_Задания_.
[1] Переведите на английский язык предложение из фрагмента страницы: «Такая же система видения мира действовала применительно к бытующим в пространстве предметам».
[2] Перепишите дословно из фрагмента страницы всё, начиная со слов «Но что будет, если» и вниз до слов «существования во времени?».

Но как бы ни усложнялись эти пространственные представления, в основе их в Новое время лежала все та же антропоцентрическая система Возрождения. И от нее веяло верой в силы разума, способного объять мир и вместить его так же, как обнимал и вмещал его человеческий глаз.
   Эта уверенность пространственного видения и постижения мира простиралась и далее. Мир был предметом нашего созерцания, существовал для нас, был сценой наших дел, всегда готовой принять человека на свои подмостки, быть ему надежной опорой, предоставлять ему естественное окружение. И даже когда на этой сцене разворачивались события драматические и трагические, когда на ней начинали бушевать стихии (как в картинах позднего Тициана, Рубенса или Делакруа), когда чистые дали живописи Ренессанса заволакивала таинственно-мерцающая мгла (как в картинах Рембрандта или Гойи) или развеществляющие воздушные дымки (как в произведениях первых пленеристов — Констебля, Коро, Добиньи), — все равно сцена оставалась сценой, а волнения зрителя могли оставаться только волнениями человека, со стороны созерцающего мир.
   Такая же система видения мира действовала применительно к бытующим в пространстве предметам. Это была предметность стабильного, завершенного в своем бытии мира; замкнутость поверхностей, внушающая доверие прочность раз навсегда установленных форм, необычайно разнообразных в своих качествах, но обладавших ими всегда. Предмет, как «свернутое пространство», предмет — объем, обладающий постоянством признаков, которые поэтому легко познаются человеком. Податливая упругость и теплота человеческого тела, звонкий блеск металла, струящийся свет воды, резкая твердость камня, прозрачная дымчатость воздуха, хрустящая, спекшаяся корочка хлеба, мягкая ворсистость бархата, матовая гладь фаянса — каждый предмет наделен своими качествами, различать которые (а такое различение началось именно с эпохи Возрождения) можно до бесконечности и в этом различении черпать огромную радость познания, познания многообразных форм единого бытия. Многообразие качеств предметов в единстве пространства — вот то увлекательное зрелище, которое даже и при отсутствии действия, при отсутствии человека с его психологическими глубинами создает для нас живопись Нового времени.
   Но что будет, если пространство мира утратит покорность нашему желанию втискивать его в идеальное прокрустово ложе перспективной сетки? Что будет, если к бытию его и покоящемуся бытию предметов присоединится ощущение их изменчивого существования во времени?

_Набор записей_.

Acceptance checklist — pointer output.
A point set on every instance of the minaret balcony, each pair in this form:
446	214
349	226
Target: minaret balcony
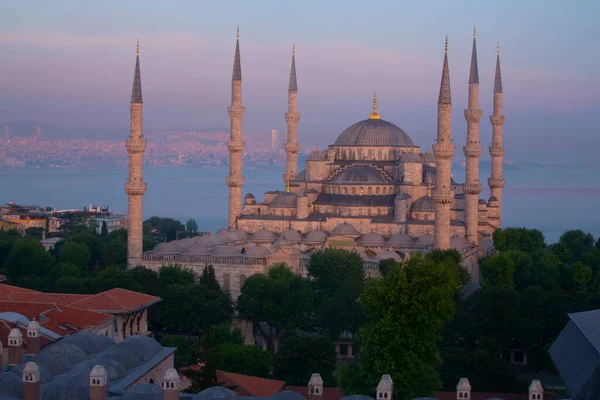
136	145
291	147
135	188
472	150
473	115
443	151
496	183
472	188
443	195
497	120
234	181
236	146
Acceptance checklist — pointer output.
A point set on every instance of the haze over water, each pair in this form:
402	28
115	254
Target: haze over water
550	199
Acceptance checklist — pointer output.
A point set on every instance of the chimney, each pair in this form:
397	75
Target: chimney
463	389
385	388
34	339
98	383
536	390
171	385
315	386
15	347
31	381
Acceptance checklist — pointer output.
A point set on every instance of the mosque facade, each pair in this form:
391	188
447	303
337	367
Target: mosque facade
373	191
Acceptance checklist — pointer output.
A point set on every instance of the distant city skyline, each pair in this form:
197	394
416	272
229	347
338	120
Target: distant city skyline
72	66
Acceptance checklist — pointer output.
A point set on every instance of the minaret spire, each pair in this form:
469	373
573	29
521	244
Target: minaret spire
235	180
292	117
443	150
135	187
496	181
472	152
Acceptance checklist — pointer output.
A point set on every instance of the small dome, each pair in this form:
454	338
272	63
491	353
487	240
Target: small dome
411	157
361	174
428	157
226	250
315	237
284	200
400	240
425	240
317	155
387	254
256	252
373	132
344	229
459	243
263	236
372	239
292	236
424	204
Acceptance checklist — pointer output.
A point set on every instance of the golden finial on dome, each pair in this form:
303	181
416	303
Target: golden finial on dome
374	114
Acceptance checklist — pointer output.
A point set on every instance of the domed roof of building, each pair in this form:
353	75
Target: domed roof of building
424	240
344	229
386	254
360	174
411	157
263	236
400	239
424	204
292	236
315	237
317	155
371	238
373	132
256	252
428	157
284	200
458	243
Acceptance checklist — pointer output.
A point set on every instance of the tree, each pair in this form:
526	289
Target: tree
338	280
518	239
281	298
404	312
299	357
104	231
191	225
497	270
76	254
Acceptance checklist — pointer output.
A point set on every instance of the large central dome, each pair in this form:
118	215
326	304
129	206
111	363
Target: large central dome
373	132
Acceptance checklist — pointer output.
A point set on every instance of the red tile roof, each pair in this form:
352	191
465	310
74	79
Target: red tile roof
250	385
116	301
328	393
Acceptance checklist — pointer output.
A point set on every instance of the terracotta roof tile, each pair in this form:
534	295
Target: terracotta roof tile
250	385
116	300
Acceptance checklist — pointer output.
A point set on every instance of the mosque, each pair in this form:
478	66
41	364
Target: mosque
372	191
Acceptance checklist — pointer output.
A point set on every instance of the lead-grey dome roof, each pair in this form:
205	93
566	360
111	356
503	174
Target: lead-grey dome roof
361	174
373	132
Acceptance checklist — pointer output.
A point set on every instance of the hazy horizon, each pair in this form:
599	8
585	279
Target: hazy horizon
72	65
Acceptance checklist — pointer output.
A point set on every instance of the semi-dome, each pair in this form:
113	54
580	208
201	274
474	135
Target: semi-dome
284	200
344	229
373	132
361	174
424	204
411	157
371	239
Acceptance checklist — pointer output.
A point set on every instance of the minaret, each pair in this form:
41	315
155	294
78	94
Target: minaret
235	180
443	150
472	151
292	117
496	182
135	187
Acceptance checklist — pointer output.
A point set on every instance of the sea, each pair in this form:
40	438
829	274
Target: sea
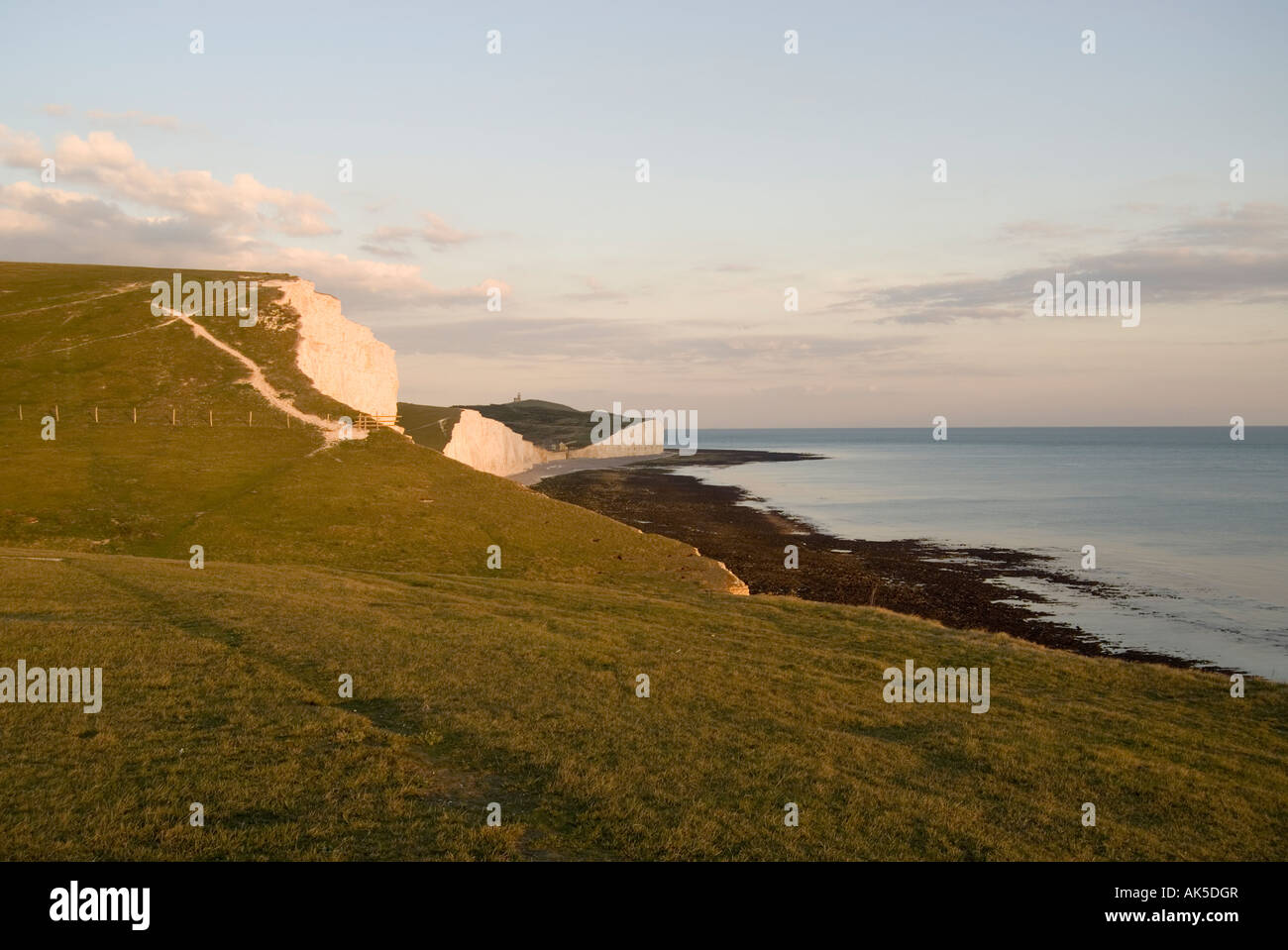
1189	525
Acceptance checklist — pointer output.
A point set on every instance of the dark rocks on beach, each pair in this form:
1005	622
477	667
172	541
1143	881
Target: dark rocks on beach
954	585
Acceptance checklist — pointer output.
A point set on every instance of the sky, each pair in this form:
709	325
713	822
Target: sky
768	170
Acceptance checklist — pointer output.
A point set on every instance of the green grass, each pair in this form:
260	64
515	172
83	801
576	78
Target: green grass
514	685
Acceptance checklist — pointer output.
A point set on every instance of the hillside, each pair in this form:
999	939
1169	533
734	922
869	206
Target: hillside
518	685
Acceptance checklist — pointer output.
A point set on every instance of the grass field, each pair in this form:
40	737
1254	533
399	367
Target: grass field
514	685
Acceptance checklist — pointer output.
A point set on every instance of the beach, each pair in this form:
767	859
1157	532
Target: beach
954	585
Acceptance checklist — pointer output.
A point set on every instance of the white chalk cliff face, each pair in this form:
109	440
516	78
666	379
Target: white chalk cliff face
489	446
344	360
492	447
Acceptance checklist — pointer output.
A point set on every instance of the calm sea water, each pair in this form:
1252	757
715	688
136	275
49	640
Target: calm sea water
1190	525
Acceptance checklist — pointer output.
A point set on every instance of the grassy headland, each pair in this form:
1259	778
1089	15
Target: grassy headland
514	685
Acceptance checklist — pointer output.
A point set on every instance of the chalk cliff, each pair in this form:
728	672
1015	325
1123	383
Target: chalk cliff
489	446
492	447
344	360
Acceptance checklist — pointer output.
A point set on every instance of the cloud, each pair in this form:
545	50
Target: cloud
391	241
246	205
192	220
596	293
1233	257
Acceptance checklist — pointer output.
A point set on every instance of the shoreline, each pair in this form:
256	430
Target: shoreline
956	585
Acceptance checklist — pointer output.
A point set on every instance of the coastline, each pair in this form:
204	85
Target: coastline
956	585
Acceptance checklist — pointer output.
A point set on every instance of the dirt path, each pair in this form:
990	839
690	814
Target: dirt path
257	378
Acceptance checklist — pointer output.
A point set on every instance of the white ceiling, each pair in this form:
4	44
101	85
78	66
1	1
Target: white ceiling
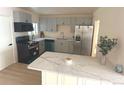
63	10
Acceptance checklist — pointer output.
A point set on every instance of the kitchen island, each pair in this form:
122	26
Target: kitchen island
80	70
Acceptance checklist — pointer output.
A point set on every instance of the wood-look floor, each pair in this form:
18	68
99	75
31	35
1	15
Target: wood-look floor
18	74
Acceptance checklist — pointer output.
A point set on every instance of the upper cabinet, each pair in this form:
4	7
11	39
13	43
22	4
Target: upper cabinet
50	23
22	17
63	21
43	24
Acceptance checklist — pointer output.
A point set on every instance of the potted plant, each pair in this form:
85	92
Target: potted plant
106	44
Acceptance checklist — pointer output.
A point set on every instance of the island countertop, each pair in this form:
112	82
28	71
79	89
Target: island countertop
82	66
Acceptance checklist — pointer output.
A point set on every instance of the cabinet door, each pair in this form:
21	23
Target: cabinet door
66	20
22	17
61	46
41	46
60	21
28	18
51	24
72	24
70	46
63	21
16	16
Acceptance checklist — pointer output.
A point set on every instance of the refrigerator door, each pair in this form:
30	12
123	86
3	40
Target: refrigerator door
86	39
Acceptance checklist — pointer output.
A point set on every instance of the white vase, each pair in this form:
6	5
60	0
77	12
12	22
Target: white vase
103	60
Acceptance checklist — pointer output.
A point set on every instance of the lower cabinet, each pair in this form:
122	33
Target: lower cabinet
49	45
55	78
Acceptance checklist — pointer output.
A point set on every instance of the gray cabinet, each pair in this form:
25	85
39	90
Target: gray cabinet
63	21
64	46
41	46
22	17
51	24
72	23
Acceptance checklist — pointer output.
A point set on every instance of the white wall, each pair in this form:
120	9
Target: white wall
64	28
112	25
7	56
35	18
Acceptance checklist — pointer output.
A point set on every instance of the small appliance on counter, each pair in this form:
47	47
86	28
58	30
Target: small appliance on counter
27	50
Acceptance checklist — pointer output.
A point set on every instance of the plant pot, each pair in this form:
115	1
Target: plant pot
103	60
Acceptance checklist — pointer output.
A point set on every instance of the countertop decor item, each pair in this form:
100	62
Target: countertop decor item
119	68
68	61
106	44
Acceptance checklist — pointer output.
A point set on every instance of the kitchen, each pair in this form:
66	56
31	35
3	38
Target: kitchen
60	44
55	33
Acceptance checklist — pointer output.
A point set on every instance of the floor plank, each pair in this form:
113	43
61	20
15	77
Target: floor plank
18	74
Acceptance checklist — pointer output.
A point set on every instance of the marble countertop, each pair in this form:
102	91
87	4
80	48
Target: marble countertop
48	38
82	66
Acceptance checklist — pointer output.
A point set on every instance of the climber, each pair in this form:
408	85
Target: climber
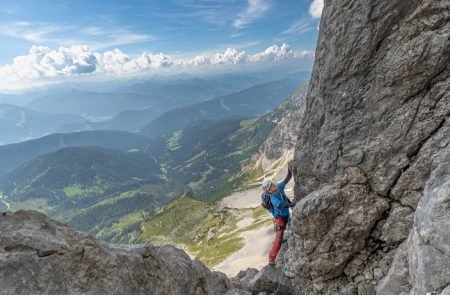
275	201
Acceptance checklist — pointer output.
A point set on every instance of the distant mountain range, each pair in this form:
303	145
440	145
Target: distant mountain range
89	188
94	104
248	103
20	124
14	155
99	181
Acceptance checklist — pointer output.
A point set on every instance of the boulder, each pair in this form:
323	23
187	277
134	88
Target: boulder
41	256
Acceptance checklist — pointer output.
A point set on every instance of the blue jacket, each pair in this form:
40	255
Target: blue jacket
277	209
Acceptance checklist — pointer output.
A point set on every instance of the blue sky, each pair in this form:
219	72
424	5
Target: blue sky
66	38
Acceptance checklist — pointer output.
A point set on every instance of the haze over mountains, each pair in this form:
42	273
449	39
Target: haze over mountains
95	179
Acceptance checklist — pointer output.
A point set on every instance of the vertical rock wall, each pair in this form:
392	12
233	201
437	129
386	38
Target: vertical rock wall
376	127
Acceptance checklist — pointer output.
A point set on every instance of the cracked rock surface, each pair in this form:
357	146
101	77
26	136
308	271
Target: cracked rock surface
374	132
41	256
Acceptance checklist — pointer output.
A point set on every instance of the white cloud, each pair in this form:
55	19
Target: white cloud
44	64
315	9
299	27
255	10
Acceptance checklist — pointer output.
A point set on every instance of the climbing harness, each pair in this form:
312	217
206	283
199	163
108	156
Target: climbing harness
275	292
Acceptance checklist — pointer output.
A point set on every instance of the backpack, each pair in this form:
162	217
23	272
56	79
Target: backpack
266	202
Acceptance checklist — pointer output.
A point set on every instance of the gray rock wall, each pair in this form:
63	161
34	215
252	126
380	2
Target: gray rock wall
374	131
41	256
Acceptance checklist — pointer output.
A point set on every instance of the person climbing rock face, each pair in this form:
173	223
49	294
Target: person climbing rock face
275	201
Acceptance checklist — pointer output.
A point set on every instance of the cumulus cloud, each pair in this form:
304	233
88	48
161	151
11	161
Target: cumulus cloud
299	27
44	63
315	9
255	10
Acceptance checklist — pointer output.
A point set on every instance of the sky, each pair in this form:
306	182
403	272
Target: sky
51	40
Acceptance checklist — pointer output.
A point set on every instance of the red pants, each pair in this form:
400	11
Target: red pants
280	225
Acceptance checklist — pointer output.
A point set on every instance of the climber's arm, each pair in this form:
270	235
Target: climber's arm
289	175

_Ответы по номерам_.
[1] The same system of seeing the world applied to objects existing in space.

[2]
Но что будет, если пространство мира утратит покорность нашему желанию втискивать его в идеальное прокрустово ложе перспективной сетки? Что будет, если к бытию его и покоящемуся бытию предметов присоединится ощущение их изменчивого существования во времени?